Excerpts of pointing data
━━━

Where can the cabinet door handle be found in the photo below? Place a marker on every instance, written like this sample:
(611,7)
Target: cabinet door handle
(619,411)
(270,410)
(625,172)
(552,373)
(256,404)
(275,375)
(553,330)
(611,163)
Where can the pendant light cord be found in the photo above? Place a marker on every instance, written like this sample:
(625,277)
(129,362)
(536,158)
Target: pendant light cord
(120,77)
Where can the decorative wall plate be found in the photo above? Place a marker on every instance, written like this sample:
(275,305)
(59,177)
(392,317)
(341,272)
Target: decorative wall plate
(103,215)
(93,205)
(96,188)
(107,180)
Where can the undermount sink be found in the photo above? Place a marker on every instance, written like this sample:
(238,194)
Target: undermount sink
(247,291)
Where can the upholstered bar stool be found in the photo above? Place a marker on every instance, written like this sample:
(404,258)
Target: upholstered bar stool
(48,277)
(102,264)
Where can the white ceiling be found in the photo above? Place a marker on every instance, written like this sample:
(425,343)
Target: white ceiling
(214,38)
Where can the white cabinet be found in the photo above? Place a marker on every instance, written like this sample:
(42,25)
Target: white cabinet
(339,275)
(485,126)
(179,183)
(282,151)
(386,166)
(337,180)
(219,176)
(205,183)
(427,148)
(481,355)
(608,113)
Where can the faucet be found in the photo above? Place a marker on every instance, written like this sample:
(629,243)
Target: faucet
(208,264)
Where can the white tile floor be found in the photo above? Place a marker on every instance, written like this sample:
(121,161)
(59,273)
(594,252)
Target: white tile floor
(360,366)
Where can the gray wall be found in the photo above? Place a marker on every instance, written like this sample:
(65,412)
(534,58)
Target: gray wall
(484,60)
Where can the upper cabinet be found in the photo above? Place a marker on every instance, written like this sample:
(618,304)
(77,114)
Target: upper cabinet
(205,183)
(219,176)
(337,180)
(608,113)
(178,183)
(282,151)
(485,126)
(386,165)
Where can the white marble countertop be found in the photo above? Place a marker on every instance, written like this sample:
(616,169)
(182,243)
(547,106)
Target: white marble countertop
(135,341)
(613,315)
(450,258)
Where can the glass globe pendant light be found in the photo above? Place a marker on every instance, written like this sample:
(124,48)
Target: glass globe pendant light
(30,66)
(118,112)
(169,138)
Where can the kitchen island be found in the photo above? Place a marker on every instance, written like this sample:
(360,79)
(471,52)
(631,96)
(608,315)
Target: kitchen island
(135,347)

━━━

WHAT THIS TASK INVOLVES: From the line holding "Where can the gray" through the last line above, reproduce each line exactly and add nothing.

TASK ANSWER:
Where can the gray wall be found in the photo above? Place a marker on every instance, written like this sample:
(65,412)
(534,58)
Target: gray wall
(484,60)
Where can the upper cabinet be found in the photo above? Place a marker on every instance, written like this sample:
(618,304)
(77,114)
Target: upper cabinet
(205,183)
(219,176)
(337,180)
(608,113)
(178,183)
(282,151)
(485,126)
(386,165)
Where can the white marble countertop be found in the photo above? Place a marker on every instance, written like this sample:
(616,169)
(182,243)
(547,106)
Target: white marble countertop
(135,341)
(613,315)
(450,258)
Where can the glass globe pendant light be found in the photo above? Place a marker on every instance, written like this sample:
(124,48)
Target: glass globe pendant light
(30,66)
(118,112)
(169,138)
Where can the kitchen island be found in the photo above? Place a marker on every instance, written like this sample:
(360,79)
(471,52)
(631,96)
(608,315)
Target: kitchen island
(135,347)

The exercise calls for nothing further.